Thus one functional area is service assurance, and there are four SAP processes under that function heading: service agreements, customer trouble reporting, customer trouble management, and trouble resolution. Figure 16.2 shows the specific SAP components or application modules that are used to implement (automate) each process.

Figure 16.2
Figure 16.2 SAP components used to implement the four processes under service assurance.

Notice that, although the various components have different names, they often have the same component number. This suggests that the components are in fact subcomponents or modules of larger SAP applications, or that they rely on the same database for stored information. As we suggested earlier, SAP has reengineered its software applications to move them from a client–server architecture to a component architecture, and the original design often shows through.

We illustrated SAP’s telecommunications business architecture so you can compare it with the eTOM business framework developed by the TeleManagement Forum, which is pictured in Chapter 4 as Figure 4.25. The eTOM architecture was developed by a task force of telecommunications managers and uses terms that are probably more familiar to those in the telecommunications industry. The SAP architecture was also developed by a telecom industry group organized by SAP. The resulting framework uses more generic process names since it relies on existing SAP modules whenever possible. In addition, keep in mind that the eTOM architecture was designed to describe a set of processes that might or might not be automated at any given telecom company. The SAP architecture, on the other hand, only lists software components that SAP sells or plans to sell, or that an SAP-associated vendor sells. Each software component may be entirely automated or it may provide user interfaces, so that employees can use interface screens to monitor or control the processing undertaken by the component.

Figure 16.3 illustrates a different SAP business architecture—in this case the architecture for insurance. Notice how similar the lists of functional areas or large-scale processes are. Also, notice that functional areas near the top and bottom of the diagram describe processes that are very similar to those listed on the telecommunications business architecture in Figure 16.1. Once again, the insurance architecture was developed by industry representatives in conjunction with SAP, and as before it relied on standard SAP modules whenever possible.

Figure 16.3
Figure 16.3 SAP business architecture for insurance companies.

If a company decides to work with SAP the SAP representative provides the company with a detailed description of the SAP business architecture and the processes making up each component and asks the company managers to choose which they want to use. Once a company has chosen the modules or processes they want to acquire they can tailor them by changing names to match the terminology already in use at the company or by changing the actual processes themselves to conform more closely to practices at the specific company. It’s especially difficult to link SAP components to other components that you use at your company, or to mix modules from more than one ERP vendor.

TASK STATEMENT:
Go on with the passage on SAP business architectures, starting right after its last sentence. The rows have nothing to do with the passage on SAP business architectures.

ENTRIES SUPPLIED:

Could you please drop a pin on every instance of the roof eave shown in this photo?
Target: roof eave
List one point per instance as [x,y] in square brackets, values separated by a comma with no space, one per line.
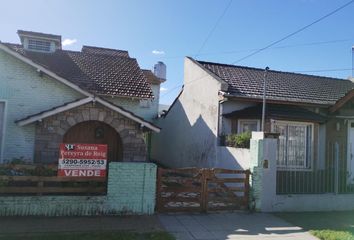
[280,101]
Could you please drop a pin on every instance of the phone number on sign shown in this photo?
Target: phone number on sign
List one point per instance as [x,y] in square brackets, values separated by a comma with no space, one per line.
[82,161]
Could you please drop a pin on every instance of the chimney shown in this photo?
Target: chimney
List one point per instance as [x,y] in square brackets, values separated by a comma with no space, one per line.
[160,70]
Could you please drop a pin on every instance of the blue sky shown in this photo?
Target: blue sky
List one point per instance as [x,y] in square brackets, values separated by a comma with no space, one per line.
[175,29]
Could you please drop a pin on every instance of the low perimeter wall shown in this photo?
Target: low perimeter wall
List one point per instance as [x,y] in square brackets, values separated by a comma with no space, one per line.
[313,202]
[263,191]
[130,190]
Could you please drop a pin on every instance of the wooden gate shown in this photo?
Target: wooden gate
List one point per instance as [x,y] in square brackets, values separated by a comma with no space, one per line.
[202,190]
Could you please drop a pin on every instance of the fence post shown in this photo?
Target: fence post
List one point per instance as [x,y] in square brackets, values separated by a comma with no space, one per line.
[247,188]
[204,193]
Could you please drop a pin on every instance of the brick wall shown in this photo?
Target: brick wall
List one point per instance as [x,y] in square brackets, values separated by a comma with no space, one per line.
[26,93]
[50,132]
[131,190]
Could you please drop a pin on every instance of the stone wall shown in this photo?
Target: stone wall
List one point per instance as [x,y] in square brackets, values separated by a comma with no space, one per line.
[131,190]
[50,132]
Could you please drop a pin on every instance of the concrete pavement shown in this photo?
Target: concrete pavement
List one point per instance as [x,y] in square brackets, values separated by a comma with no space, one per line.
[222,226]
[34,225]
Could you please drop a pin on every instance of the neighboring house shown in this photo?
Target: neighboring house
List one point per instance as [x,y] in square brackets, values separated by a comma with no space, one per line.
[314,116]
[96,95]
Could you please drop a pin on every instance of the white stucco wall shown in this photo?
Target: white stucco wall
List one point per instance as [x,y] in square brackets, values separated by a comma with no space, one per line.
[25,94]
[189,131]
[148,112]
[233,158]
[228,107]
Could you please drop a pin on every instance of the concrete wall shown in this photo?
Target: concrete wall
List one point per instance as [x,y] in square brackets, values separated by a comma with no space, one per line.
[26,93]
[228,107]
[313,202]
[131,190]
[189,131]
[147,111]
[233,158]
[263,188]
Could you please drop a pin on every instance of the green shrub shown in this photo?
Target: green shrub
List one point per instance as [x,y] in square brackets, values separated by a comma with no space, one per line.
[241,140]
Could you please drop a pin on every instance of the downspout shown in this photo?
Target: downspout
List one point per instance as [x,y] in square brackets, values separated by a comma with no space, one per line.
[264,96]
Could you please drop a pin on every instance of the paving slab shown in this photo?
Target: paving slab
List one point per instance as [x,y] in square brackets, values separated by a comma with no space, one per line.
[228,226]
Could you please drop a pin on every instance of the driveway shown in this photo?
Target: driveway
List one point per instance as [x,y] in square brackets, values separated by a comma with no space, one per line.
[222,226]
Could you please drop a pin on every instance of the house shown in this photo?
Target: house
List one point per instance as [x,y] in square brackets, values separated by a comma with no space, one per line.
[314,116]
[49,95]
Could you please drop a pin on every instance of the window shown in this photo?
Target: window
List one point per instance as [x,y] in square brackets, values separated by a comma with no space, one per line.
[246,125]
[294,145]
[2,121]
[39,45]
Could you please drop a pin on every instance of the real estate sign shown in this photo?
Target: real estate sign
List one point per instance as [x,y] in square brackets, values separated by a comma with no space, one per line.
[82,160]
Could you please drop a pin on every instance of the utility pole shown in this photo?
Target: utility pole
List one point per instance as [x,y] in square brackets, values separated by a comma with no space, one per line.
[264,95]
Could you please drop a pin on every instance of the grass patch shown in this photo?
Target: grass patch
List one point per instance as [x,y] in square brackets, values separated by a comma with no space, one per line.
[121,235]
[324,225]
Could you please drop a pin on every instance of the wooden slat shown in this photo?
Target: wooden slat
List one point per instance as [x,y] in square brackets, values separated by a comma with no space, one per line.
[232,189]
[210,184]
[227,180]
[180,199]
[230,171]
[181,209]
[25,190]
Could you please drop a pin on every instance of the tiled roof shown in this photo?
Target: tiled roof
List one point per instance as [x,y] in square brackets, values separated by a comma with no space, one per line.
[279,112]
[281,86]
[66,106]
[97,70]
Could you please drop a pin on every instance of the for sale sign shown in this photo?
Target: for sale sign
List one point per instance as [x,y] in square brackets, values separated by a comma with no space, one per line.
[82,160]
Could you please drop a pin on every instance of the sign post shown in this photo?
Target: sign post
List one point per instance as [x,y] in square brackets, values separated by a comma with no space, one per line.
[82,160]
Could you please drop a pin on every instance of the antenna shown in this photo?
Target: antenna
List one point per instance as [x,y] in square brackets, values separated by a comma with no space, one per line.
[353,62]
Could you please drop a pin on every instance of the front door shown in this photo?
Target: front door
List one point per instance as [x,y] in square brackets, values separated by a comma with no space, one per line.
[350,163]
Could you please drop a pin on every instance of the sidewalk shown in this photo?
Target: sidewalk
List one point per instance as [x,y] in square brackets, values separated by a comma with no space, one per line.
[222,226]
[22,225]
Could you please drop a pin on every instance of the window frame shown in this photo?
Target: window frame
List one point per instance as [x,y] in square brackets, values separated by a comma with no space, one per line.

WRITTEN ANSWER:
Tailoring also takes quite a bit of time. More importantly, once an SAP process is tailored it’s harder for the company to use new SAP updates. Before the company can install the updates the company must first tailor the updates to match the existing SAP modules you have already tailored. The cost of tailoring SAP applications rapidly eats into the cost savings that one hopes to get when one buys off-the-shelf software, and raises maintenance costs. A company gets the best buy when it acquires SAP modules and uses them without tailoring, or creates add-on modules that don’t change basic SAP modules.

SAP is in the business of selling processes or components that are very similar. They have created some unique modules for each industry, but overall they still rely on the initial modules they introduced in the 1980s, which include core accounting, inventory, and HR functions. There’s nothing wrong with using standard modules, but any business manager should realize that many competitors are also using SAP modules. Thus using an SAP process doesn’t give a company a competitive edge, but simply provides the company with a clean, modern implementation of a software process.

So far we’ve looked at the business architecture view of SAP processes. Once you have settled on a specific component you can obtain a more specific process diagram. SAP uses diagrams from the ARIS product of IDS Scheer, which is now a division on Software AG. (The founder of IDS Scheer, August-Wilhelm Scheer, is a software engineering theorist who has written several books on business process modeling and software development.) Software AG’s annual conferences titled Process World 200x are major events in Europe and North America and provide a good overview of the ERP-driven approach to business process improvement.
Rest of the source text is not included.